== Segment start ==
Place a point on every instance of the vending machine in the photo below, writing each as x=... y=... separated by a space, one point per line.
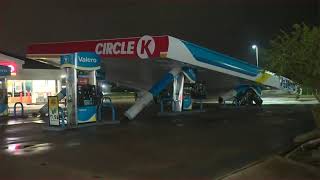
x=4 y=72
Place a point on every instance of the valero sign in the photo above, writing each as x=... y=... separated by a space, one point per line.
x=81 y=60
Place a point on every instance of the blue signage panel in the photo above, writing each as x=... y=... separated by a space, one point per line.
x=81 y=61
x=5 y=71
x=87 y=114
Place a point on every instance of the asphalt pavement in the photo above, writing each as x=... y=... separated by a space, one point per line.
x=195 y=146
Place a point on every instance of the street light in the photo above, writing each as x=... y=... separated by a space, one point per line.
x=255 y=47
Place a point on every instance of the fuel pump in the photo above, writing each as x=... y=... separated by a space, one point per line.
x=81 y=87
x=4 y=72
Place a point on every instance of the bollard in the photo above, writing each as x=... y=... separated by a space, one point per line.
x=20 y=97
x=29 y=97
x=110 y=105
x=15 y=109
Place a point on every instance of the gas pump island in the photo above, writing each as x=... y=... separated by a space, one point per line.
x=4 y=72
x=82 y=106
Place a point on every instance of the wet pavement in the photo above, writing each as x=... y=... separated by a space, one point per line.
x=197 y=146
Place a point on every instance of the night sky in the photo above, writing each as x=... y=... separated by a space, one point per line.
x=228 y=26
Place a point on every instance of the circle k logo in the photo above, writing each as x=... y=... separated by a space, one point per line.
x=145 y=47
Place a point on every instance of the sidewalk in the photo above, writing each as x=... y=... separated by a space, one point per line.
x=276 y=168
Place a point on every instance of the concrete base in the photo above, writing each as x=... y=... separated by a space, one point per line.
x=179 y=113
x=59 y=128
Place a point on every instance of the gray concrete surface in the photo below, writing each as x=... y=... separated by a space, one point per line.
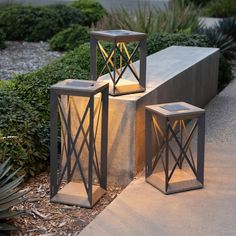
== Segment end ==
▸ Task instructions:
Word for word, restate all of the entries above and leave each picture out.

▸ Reply to the task:
Place a point on every instance of the vending machine in the photo below, writing each as x=... y=... separated by a space, one point per line.
x=4 y=72
Place a point on every instance of the valero sign in the photo above, writing each as x=... y=... separated by a space, one point per line.
x=81 y=60
Place a point on every instance of the blue signage panel in the photo above, writing each as x=... y=... separated by a space, one point per line.
x=81 y=61
x=5 y=71
x=87 y=114
Place a point on every instance of the asphalt pavement in the photo above, writing each as x=... y=... separated by a space, one point per line.
x=195 y=146
Place a point on every instance of the street light in the photo above, writing each as x=... y=... separated by a space, one point per line.
x=255 y=47
Place a point on every instance of the fuel pump in the photo above, writing each as x=... y=... separated by a space, one point per line.
x=81 y=87
x=4 y=72
Place a point on every instance of the bollard in the photo above, writing each as x=... y=... separated by a space, one point per line.
x=20 y=97
x=29 y=97
x=110 y=105
x=15 y=109
Place a point on every instance of the gas pump island in the photo above, writing each as x=... y=... separated by a space, one point per line.
x=4 y=72
x=82 y=106
Place a point on every instance of the wet pavement in the photo above, writing each as x=... y=... separated by a space, one point per line.
x=197 y=146
Place a point on every instance of the night sky in the photo above, writing each as x=... y=... separated by a space, one point per line.
x=228 y=26
Place a point on every instance of the circle k logo in the photo above, writing each as x=... y=... separated by a space, one point per line.
x=145 y=47
Place a point on every instance of the sidewalk in the photo above, writing each as x=... y=... separated by a space, one point per line.
x=276 y=168
Place a point on every instance of the concrete base in the photo above, writing each as x=... y=... separated by a space, one point per line.
x=179 y=113
x=59 y=128
Place a point on every instance of the gray concrete surface in the photo below, writing each as x=... y=... separated by a space, one point per line.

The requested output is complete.